● Provided material
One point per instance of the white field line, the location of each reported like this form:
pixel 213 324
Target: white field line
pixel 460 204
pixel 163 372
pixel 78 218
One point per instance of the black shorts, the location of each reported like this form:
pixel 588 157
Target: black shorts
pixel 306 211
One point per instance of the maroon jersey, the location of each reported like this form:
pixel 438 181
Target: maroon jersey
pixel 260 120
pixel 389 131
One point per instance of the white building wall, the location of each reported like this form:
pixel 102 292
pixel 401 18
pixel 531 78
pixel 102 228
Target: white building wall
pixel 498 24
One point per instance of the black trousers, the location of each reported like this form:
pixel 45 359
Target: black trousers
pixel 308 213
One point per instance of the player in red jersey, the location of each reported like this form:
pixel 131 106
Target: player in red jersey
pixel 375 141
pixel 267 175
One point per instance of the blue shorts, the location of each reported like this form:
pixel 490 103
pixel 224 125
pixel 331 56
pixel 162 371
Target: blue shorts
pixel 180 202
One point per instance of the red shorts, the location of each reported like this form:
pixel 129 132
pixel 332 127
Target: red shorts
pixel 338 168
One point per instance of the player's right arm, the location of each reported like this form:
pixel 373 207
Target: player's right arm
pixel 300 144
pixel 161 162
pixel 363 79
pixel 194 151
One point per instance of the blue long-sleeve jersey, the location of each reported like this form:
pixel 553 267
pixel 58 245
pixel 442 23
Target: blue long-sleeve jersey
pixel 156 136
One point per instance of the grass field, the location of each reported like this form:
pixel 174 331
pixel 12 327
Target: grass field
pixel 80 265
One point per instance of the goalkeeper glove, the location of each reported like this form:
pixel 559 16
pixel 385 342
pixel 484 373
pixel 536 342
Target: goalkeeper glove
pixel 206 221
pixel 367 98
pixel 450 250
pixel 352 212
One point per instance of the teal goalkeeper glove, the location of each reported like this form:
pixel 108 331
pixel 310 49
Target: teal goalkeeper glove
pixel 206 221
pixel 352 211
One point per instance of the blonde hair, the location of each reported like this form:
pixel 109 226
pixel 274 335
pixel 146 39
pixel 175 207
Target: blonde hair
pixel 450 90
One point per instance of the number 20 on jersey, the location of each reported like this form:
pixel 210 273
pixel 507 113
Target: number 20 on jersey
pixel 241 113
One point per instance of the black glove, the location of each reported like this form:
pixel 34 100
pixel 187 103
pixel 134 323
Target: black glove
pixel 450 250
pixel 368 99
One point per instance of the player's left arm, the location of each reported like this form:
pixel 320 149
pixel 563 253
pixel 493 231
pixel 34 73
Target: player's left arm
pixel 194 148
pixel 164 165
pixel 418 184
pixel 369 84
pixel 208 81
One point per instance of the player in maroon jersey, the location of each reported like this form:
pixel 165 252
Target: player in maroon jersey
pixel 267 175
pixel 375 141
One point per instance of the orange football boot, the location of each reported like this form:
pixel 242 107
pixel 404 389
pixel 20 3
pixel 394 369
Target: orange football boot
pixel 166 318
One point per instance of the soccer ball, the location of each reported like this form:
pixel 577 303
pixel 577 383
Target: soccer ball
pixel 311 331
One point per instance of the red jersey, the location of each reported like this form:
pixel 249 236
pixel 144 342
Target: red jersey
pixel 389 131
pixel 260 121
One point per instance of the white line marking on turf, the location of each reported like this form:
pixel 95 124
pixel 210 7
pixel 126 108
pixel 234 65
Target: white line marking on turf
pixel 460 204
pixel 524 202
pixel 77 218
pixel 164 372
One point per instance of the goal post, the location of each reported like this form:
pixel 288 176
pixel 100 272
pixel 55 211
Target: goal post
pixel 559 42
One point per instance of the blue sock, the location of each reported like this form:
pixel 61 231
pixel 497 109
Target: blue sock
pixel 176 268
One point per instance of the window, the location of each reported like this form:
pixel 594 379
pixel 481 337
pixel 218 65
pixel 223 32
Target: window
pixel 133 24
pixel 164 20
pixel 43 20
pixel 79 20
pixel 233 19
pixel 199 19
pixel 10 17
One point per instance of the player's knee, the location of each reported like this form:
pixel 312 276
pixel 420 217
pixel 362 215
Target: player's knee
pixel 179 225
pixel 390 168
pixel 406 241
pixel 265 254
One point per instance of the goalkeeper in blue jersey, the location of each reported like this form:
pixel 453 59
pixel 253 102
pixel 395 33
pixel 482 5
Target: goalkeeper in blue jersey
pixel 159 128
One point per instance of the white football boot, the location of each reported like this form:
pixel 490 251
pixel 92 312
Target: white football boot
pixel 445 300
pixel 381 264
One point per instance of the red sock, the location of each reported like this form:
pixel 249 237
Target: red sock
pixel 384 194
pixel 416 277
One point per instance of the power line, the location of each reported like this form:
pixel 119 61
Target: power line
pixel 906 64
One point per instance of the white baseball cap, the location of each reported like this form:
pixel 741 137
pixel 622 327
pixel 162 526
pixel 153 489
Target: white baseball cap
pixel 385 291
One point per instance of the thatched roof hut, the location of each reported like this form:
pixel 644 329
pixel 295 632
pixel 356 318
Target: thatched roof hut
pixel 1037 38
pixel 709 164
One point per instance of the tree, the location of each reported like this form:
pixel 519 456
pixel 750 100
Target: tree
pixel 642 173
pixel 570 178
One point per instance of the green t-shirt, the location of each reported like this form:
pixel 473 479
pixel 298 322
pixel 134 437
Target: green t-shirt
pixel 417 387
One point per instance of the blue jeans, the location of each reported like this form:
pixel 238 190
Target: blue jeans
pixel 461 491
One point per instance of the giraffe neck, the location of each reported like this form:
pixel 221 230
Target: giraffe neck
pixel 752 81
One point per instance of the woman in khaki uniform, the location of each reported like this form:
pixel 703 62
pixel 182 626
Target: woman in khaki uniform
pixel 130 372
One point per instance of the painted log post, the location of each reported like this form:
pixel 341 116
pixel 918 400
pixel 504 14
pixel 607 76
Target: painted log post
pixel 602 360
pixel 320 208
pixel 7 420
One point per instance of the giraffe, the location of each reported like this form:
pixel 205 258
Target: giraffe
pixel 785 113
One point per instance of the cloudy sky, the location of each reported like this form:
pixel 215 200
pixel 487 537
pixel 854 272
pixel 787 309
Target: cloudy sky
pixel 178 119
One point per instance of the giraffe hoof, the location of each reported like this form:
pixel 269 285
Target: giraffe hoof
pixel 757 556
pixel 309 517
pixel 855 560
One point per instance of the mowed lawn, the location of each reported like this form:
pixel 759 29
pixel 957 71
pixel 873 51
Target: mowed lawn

● What is asked
Copy out the records, unchanged, from the line containing "One point per instance of the red sock, the" through the line containing "pixel 906 64", both lines included.

● Answer to the exercise
One point per instance of the red sock, the location of each reported like this form:
pixel 249 237
Target: red sock
pixel 384 194
pixel 416 277
One point per instance of the power line, the location of each reported like this form:
pixel 119 61
Target: power line
pixel 906 64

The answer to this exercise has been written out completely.